§ Provided passage
I really dont get why you think people on here push expensive brands? I've been raving about my new cheapy Shires rug on here in the last few days. 

But £49.99 saddles knocked up in India are never ever going to be recommended by anyone with any sense! I'm also pretty sure you did get some advice about budget saddles and possible solutions


----------



## MotherOfChickens (14 September 2015)

Taishi said:



			Oh and one more thing; you do know the manufacturer of Freemax is a former from Freeform right? Just because they are cheaper doesn't mean they don't know what they're doing.  Probably left because they didn't agree on ripping people off!
		
Click to expand...

Freemax's have a pretty good rep although they aren't apparently up to hard use or jumping lots etc. I've seen a few on eBay recently for under £100.

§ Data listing
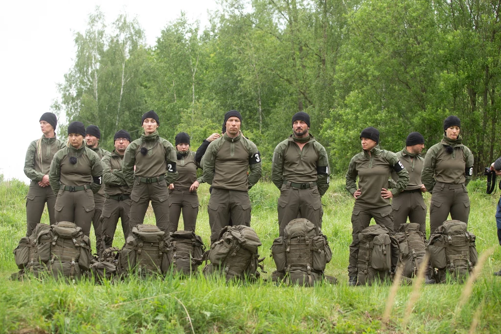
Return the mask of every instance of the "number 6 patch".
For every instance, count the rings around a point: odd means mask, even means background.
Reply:
[[[258,151],[249,157],[249,164],[254,164],[261,162],[261,154]]]

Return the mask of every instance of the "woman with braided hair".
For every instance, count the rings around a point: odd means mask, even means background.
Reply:
[[[72,222],[89,236],[94,211],[94,194],[101,189],[103,166],[97,153],[84,142],[85,127],[72,122],[68,142],[54,155],[49,174],[51,187],[57,194],[56,222]]]
[[[26,235],[29,236],[37,224],[47,204],[51,225],[56,222],[54,205],[56,195],[49,187],[49,170],[56,152],[65,143],[56,137],[58,120],[52,112],[46,112],[40,117],[40,128],[43,133],[40,139],[30,144],[25,159],[25,174],[31,182],[26,196]]]
[[[469,198],[466,186],[473,174],[473,154],[462,143],[461,121],[449,116],[443,121],[443,138],[430,147],[424,158],[421,181],[431,193],[430,234],[447,220],[468,223]]]

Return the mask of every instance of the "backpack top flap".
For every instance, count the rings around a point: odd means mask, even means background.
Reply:
[[[82,228],[78,227],[74,223],[59,222],[52,225],[54,234],[60,238],[74,239],[82,234]]]
[[[361,232],[359,233],[358,240],[360,241],[370,241],[374,239],[376,236],[381,234],[387,235],[389,233],[388,229],[382,225],[378,224],[371,225],[364,229]]]
[[[284,230],[284,235],[286,238],[294,238],[305,235],[312,238],[317,236],[315,225],[305,218],[293,219],[289,222]]]
[[[144,242],[155,243],[162,241],[165,234],[155,225],[145,224],[139,224],[133,227],[132,233]]]
[[[466,223],[458,220],[447,220],[443,222],[437,229],[435,233],[455,235],[464,234],[466,232]]]
[[[228,232],[244,248],[253,253],[258,250],[258,247],[261,246],[261,241],[256,231],[248,226],[236,225],[232,226]]]
[[[417,223],[409,223],[405,224],[401,224],[400,226],[398,227],[398,232],[410,232],[410,231],[418,231],[419,230],[419,224]]]

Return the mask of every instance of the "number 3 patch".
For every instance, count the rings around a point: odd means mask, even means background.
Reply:
[[[249,157],[249,164],[254,164],[261,162],[261,154],[259,151],[255,153]]]

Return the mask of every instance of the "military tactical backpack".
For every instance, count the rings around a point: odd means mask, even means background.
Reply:
[[[291,284],[311,286],[323,280],[326,265],[332,257],[327,238],[317,235],[315,225],[304,218],[291,221],[271,249],[277,266],[274,275]]]
[[[162,274],[169,269],[169,238],[155,225],[140,224],[132,228],[118,257],[119,273],[140,277]]]
[[[398,242],[399,255],[397,268],[402,268],[402,277],[406,281],[417,273],[426,253],[426,236],[419,231],[416,223],[401,224],[395,235]]]
[[[94,260],[91,265],[91,278],[98,284],[105,279],[111,280],[118,274],[117,265],[120,254],[118,247],[110,247],[105,249],[99,261]]]
[[[91,241],[74,223],[59,222],[37,236],[37,256],[56,278],[77,279],[91,265]]]
[[[46,224],[37,224],[31,235],[21,238],[14,251],[16,264],[21,270],[13,274],[13,279],[21,279],[28,273],[37,276],[44,271],[45,267],[37,254],[37,236],[41,232],[50,229],[50,226]]]
[[[444,222],[436,229],[426,247],[435,282],[445,282],[447,274],[459,282],[464,280],[476,264],[475,239],[466,230],[466,223],[458,220]]]
[[[202,238],[193,232],[177,231],[170,234],[169,253],[171,267],[174,273],[190,275],[198,271],[205,246]]]
[[[386,227],[376,224],[359,234],[357,285],[370,285],[376,280],[390,278],[390,271],[394,266],[392,259],[398,257],[398,245],[389,233]]]
[[[261,246],[256,231],[244,225],[226,226],[221,230],[219,240],[208,251],[210,263],[203,268],[206,276],[217,273],[226,281],[241,279],[253,281],[259,278],[258,247]]]

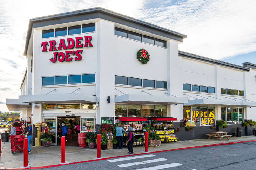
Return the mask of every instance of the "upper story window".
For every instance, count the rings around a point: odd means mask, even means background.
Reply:
[[[166,41],[118,27],[115,27],[115,35],[166,48]]]
[[[43,38],[95,32],[95,23],[43,30]]]
[[[115,84],[167,89],[167,82],[137,78],[115,76]]]
[[[215,87],[189,84],[183,84],[183,90],[197,92],[215,93]]]
[[[224,95],[234,95],[235,96],[244,96],[244,91],[234,90],[233,89],[228,89],[224,88],[221,88],[221,93]]]
[[[68,35],[68,27],[55,29],[55,36],[63,36]]]
[[[95,82],[95,74],[55,76],[42,78],[42,86],[81,84]]]

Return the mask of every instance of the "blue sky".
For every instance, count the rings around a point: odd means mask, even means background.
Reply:
[[[179,50],[256,63],[255,0],[0,0],[0,110],[18,98],[29,19],[100,7],[187,35]]]

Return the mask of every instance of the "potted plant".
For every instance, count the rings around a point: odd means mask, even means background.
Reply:
[[[193,130],[194,128],[194,126],[187,126],[185,127],[185,129],[186,129],[187,131],[191,131]]]
[[[116,138],[115,138],[115,136],[114,136],[113,140],[112,140],[112,142],[113,143],[113,149],[116,149],[117,148],[118,142],[117,142],[117,140],[116,139]]]
[[[88,132],[87,134],[86,142],[88,143],[88,146],[90,149],[94,149],[95,147],[95,139],[96,135],[93,132]]]

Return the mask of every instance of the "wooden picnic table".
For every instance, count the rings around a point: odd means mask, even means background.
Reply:
[[[221,141],[221,138],[227,138],[229,140],[229,137],[232,136],[231,135],[228,135],[227,134],[228,132],[210,132],[210,133],[211,133],[210,134],[206,135],[209,136],[208,138],[208,139],[211,139],[211,137],[215,137],[217,138],[218,138]]]

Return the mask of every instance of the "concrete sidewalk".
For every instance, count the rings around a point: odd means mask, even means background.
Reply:
[[[256,140],[254,136],[243,136],[241,138],[231,137],[230,140],[223,139],[222,141],[215,139],[207,139],[187,140],[173,142],[164,143],[161,146],[149,147],[148,151],[161,150],[192,147],[207,145],[223,143]],[[2,143],[1,156],[1,167],[20,168],[23,165],[23,153],[18,153],[16,156],[11,151],[10,142]],[[32,152],[28,154],[29,165],[31,167],[41,167],[58,164],[61,162],[61,147],[60,146],[50,146],[48,147],[33,147],[31,146]],[[135,154],[143,153],[144,150],[143,146],[136,146],[133,147]],[[109,149],[101,150],[101,156],[107,158],[127,155],[128,150]],[[66,161],[69,162],[88,161],[95,159],[97,157],[97,149],[81,148],[75,147],[66,147]]]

§ Exercise
In the saddle forum thread above, what kinds of use are Freemax saddles said to be apparently not up to?

§ Correct result
Hard use or jumping lots.